What is expected
Could you pull out every line of the material below that contains the string "board"? Treat uppercase and lowercase as different.

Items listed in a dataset
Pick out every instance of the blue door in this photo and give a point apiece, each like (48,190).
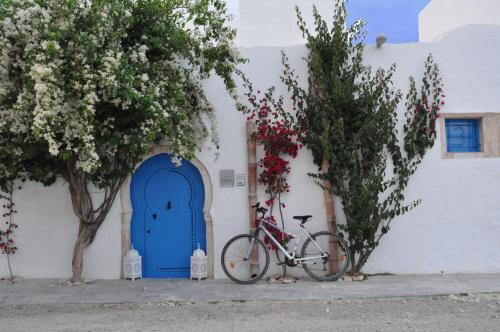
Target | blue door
(167,220)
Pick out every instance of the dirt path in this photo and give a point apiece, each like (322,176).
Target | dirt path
(439,313)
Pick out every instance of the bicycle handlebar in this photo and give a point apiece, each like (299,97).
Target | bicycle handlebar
(262,210)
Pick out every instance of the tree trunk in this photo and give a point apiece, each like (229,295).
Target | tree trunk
(330,216)
(252,189)
(90,219)
(86,235)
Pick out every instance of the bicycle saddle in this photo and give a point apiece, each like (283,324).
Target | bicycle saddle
(303,218)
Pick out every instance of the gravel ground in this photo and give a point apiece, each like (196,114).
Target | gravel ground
(463,312)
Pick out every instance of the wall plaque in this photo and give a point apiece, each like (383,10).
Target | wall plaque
(226,177)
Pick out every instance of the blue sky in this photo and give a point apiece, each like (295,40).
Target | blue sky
(398,19)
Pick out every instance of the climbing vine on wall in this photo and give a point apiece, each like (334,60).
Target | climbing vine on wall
(349,117)
(277,134)
(7,227)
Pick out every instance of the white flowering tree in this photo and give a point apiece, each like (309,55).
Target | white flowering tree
(87,87)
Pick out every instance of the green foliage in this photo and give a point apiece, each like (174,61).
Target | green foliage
(349,116)
(88,87)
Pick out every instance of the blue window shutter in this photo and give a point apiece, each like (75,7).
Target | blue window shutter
(463,135)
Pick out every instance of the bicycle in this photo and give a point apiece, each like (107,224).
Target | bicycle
(324,255)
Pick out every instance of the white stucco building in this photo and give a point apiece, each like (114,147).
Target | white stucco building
(455,230)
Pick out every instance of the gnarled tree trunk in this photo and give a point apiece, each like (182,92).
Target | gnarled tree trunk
(330,216)
(90,219)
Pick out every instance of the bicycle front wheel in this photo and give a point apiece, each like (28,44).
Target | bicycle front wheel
(245,259)
(326,258)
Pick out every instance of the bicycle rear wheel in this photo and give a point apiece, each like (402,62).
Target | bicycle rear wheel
(242,259)
(330,267)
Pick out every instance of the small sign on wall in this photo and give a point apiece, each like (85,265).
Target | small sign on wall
(240,180)
(226,177)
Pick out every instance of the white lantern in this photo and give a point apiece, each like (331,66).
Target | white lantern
(199,264)
(132,265)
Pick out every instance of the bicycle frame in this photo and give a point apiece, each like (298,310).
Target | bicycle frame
(263,223)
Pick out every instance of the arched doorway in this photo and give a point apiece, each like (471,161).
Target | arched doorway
(167,220)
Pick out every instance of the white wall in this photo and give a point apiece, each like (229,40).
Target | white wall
(274,22)
(454,230)
(442,16)
(47,231)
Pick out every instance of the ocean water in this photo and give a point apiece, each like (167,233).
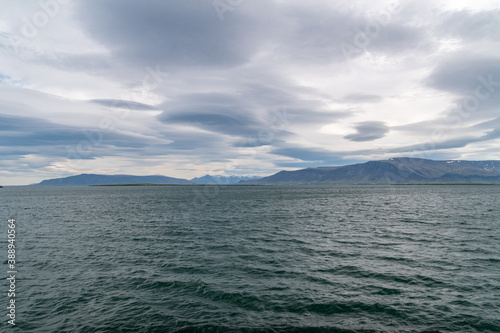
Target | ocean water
(254,258)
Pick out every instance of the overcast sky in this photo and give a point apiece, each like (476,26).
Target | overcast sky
(243,87)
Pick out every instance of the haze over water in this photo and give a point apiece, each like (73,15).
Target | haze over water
(256,259)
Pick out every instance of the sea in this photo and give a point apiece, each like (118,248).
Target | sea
(252,258)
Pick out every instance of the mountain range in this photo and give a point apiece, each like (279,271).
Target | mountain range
(391,171)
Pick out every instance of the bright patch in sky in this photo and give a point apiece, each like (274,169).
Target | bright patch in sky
(186,88)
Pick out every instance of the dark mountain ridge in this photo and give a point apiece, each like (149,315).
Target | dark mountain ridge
(403,170)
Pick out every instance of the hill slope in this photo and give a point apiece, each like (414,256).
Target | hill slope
(221,180)
(91,179)
(392,171)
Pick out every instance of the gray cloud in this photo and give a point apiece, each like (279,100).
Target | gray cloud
(118,103)
(470,25)
(362,98)
(180,33)
(368,131)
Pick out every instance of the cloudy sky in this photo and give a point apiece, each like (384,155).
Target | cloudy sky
(243,87)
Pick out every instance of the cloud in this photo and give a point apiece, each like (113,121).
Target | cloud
(267,87)
(116,103)
(472,26)
(180,33)
(368,131)
(362,98)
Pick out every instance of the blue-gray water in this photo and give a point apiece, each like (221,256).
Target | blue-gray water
(255,259)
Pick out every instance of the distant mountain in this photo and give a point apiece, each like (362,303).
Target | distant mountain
(222,180)
(91,179)
(392,171)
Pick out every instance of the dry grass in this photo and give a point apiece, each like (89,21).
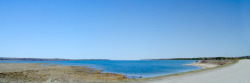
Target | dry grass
(60,74)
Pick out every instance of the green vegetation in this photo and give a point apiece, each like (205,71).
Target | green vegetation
(184,73)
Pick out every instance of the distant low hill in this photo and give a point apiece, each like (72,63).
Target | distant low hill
(42,59)
(206,58)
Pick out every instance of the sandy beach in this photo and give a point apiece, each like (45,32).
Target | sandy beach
(236,73)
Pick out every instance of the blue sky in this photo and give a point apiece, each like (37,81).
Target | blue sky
(124,29)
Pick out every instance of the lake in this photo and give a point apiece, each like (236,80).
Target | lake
(144,68)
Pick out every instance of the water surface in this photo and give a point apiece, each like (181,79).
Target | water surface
(144,68)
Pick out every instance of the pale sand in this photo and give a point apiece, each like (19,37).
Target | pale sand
(236,73)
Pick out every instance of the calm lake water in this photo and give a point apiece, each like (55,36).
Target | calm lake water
(144,68)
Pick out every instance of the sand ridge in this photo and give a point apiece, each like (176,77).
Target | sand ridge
(236,73)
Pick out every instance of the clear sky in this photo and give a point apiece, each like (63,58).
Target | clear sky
(124,29)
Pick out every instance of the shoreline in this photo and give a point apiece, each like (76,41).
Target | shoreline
(96,77)
(203,65)
(184,74)
(234,72)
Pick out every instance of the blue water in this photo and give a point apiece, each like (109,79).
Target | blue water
(144,68)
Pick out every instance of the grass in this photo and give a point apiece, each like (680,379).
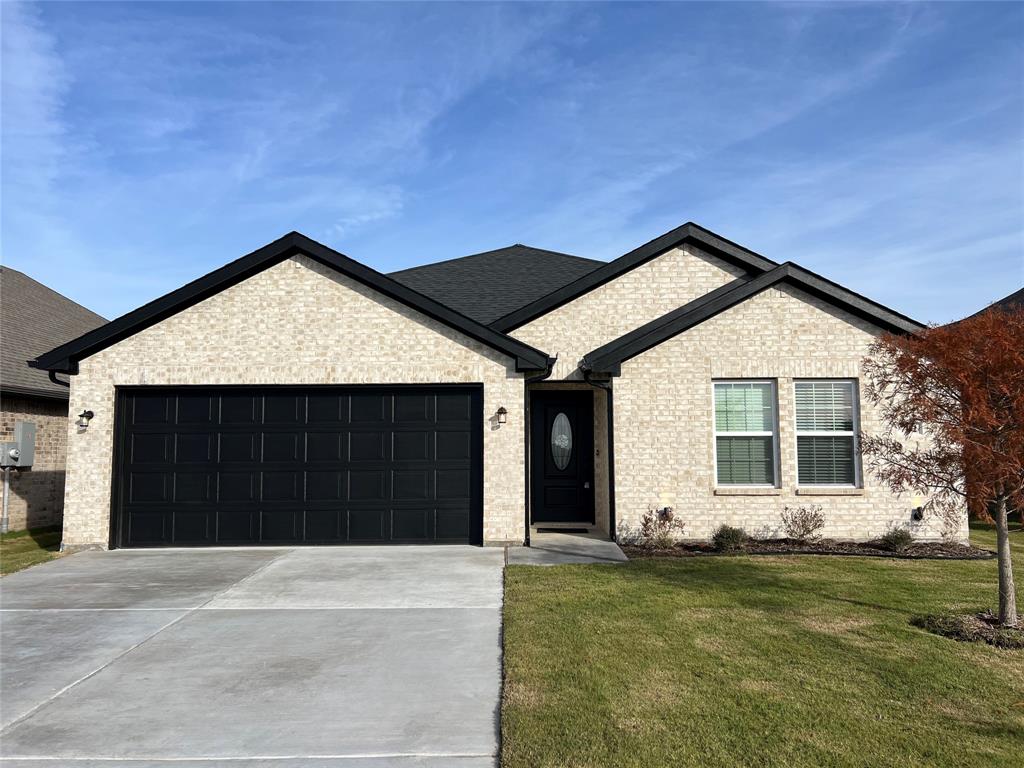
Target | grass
(19,549)
(796,660)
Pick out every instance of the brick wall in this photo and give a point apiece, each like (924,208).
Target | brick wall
(664,419)
(295,323)
(37,494)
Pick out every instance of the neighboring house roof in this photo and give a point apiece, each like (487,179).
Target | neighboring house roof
(65,358)
(687,233)
(34,318)
(489,285)
(609,357)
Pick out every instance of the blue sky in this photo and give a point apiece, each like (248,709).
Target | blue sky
(880,144)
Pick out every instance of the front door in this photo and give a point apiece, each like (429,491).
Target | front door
(562,456)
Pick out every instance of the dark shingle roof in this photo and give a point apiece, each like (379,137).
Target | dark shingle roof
(1013,301)
(33,320)
(489,285)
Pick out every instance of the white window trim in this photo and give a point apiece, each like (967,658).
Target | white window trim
(855,433)
(773,434)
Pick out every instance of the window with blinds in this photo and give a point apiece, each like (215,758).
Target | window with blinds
(826,449)
(744,432)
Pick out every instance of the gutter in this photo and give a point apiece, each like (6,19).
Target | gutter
(525,434)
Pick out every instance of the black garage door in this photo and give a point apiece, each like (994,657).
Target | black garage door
(312,465)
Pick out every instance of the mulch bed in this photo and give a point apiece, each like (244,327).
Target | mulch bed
(919,551)
(972,628)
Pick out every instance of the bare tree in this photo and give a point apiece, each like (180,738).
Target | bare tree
(963,385)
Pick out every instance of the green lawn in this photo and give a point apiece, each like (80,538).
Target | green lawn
(19,549)
(757,662)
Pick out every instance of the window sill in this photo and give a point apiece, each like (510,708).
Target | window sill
(825,491)
(740,491)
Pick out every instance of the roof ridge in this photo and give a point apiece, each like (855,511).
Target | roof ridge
(494,251)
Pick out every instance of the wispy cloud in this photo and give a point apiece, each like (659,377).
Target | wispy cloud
(145,143)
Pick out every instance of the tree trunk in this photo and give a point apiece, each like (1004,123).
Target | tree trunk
(1008,595)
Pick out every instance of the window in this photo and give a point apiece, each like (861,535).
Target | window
(744,432)
(826,449)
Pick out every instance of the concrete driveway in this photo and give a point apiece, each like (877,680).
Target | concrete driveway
(351,656)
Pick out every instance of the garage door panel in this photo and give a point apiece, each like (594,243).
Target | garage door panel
(367,446)
(196,448)
(194,487)
(237,446)
(238,409)
(193,527)
(324,485)
(237,487)
(366,524)
(415,524)
(147,527)
(369,409)
(154,409)
(325,446)
(412,445)
(195,410)
(281,446)
(202,467)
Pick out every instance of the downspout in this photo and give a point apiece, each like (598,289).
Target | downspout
(525,433)
(610,416)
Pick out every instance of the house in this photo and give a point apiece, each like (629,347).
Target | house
(34,318)
(296,395)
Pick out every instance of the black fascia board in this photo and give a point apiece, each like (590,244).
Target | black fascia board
(608,358)
(687,233)
(19,391)
(65,357)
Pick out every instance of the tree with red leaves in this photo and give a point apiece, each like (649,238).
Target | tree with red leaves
(962,386)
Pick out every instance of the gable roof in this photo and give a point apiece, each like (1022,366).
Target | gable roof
(609,357)
(65,358)
(1009,303)
(34,318)
(687,233)
(486,286)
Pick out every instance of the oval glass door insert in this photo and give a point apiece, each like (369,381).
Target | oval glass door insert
(561,440)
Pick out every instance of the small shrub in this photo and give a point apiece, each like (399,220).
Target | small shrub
(728,539)
(974,628)
(803,523)
(896,540)
(659,528)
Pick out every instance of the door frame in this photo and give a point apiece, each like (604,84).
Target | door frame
(477,467)
(535,470)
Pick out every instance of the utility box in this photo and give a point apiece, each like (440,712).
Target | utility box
(20,453)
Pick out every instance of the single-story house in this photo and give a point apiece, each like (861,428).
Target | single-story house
(34,318)
(298,396)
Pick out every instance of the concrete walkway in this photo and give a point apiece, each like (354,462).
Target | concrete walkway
(559,549)
(360,657)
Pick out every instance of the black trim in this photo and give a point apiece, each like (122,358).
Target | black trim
(42,394)
(687,233)
(609,357)
(525,438)
(610,416)
(65,358)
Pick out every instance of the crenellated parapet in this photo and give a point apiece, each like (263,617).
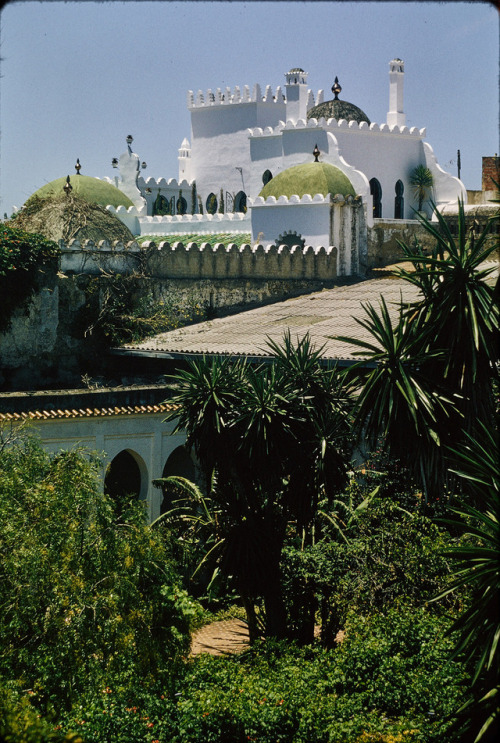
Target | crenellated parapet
(334,125)
(173,183)
(305,199)
(200,261)
(232,96)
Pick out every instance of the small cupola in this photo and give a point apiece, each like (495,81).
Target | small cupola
(296,76)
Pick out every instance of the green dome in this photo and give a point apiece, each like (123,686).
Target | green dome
(90,189)
(311,178)
(338,110)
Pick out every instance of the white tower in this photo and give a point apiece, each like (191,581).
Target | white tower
(395,114)
(296,94)
(185,160)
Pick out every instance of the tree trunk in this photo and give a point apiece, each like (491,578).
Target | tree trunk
(253,630)
(276,625)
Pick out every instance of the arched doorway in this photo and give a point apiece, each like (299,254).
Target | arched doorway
(180,464)
(399,202)
(376,192)
(211,203)
(240,202)
(124,480)
(161,206)
(181,205)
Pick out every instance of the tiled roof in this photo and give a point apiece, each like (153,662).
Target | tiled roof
(323,315)
(87,412)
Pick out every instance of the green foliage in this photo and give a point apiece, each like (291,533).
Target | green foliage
(422,181)
(23,256)
(123,309)
(398,402)
(85,596)
(382,554)
(477,564)
(458,315)
(435,367)
(271,441)
(389,681)
(21,723)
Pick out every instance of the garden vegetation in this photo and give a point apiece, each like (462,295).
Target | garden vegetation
(370,589)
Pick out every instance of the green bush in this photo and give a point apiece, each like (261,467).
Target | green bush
(385,554)
(23,255)
(86,596)
(390,681)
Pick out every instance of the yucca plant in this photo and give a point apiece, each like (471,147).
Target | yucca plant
(422,180)
(478,567)
(458,312)
(274,438)
(398,404)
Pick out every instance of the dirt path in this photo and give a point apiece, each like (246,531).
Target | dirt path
(221,638)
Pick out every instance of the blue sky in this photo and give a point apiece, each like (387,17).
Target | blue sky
(77,77)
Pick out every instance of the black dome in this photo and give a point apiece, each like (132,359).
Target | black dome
(336,109)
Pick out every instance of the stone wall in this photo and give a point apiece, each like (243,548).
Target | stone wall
(56,338)
(383,246)
(166,260)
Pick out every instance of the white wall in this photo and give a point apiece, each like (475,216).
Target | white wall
(146,436)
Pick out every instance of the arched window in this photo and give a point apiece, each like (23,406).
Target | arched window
(376,192)
(399,202)
(123,480)
(181,205)
(180,464)
(266,177)
(211,203)
(161,206)
(240,202)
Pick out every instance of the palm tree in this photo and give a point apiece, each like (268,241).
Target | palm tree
(422,181)
(398,404)
(477,566)
(433,370)
(458,313)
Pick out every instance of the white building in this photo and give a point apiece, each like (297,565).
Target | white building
(242,139)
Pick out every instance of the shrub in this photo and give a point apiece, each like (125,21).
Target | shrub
(23,255)
(85,596)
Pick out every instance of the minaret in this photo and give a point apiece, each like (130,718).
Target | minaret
(395,114)
(296,94)
(185,160)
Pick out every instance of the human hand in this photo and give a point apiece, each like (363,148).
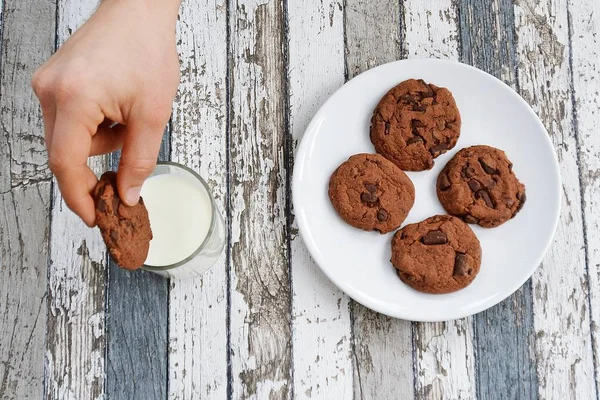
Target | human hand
(120,67)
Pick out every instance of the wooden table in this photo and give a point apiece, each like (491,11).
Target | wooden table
(265,323)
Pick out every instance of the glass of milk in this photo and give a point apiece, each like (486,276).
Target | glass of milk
(187,228)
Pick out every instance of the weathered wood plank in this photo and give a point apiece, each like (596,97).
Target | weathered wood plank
(585,49)
(445,363)
(76,340)
(25,191)
(260,286)
(321,320)
(504,365)
(382,346)
(23,260)
(562,348)
(198,307)
(137,328)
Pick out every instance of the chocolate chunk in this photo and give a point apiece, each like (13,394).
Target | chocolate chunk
(414,139)
(521,197)
(101,205)
(474,185)
(469,219)
(429,92)
(434,238)
(444,182)
(461,265)
(369,198)
(414,124)
(371,188)
(487,168)
(482,194)
(439,148)
(382,215)
(509,201)
(408,98)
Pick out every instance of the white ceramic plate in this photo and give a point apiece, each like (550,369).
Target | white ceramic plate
(357,261)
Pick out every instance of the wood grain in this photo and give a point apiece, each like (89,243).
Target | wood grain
(24,199)
(260,284)
(76,339)
(504,365)
(584,23)
(137,328)
(563,349)
(320,316)
(382,346)
(198,307)
(445,362)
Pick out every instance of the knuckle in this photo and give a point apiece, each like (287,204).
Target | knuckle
(68,87)
(157,115)
(139,167)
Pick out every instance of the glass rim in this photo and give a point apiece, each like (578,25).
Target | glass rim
(212,220)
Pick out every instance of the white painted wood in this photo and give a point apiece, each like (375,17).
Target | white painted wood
(382,346)
(24,200)
(321,326)
(561,305)
(585,42)
(198,307)
(445,363)
(260,288)
(76,340)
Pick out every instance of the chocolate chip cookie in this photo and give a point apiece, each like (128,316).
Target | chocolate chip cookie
(125,230)
(479,186)
(438,255)
(371,193)
(414,123)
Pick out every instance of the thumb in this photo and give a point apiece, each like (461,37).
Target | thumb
(138,158)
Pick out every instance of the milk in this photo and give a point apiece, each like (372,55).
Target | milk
(180,212)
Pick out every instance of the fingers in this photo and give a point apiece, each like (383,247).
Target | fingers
(139,155)
(71,141)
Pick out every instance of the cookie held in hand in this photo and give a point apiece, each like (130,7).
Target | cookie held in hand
(125,230)
(369,192)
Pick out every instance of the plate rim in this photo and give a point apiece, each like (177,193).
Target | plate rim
(302,151)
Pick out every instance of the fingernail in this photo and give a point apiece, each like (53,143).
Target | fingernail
(133,195)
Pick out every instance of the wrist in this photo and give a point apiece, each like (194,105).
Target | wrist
(160,10)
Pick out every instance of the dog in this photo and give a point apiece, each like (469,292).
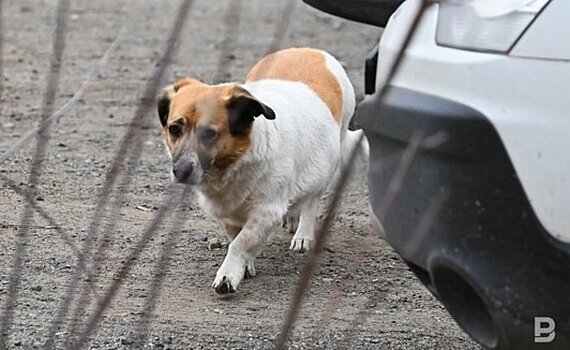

Written answer
Pick out every instance of the black fascia board in this photo and give a point apiece, each like (590,244).
Target | black fascia board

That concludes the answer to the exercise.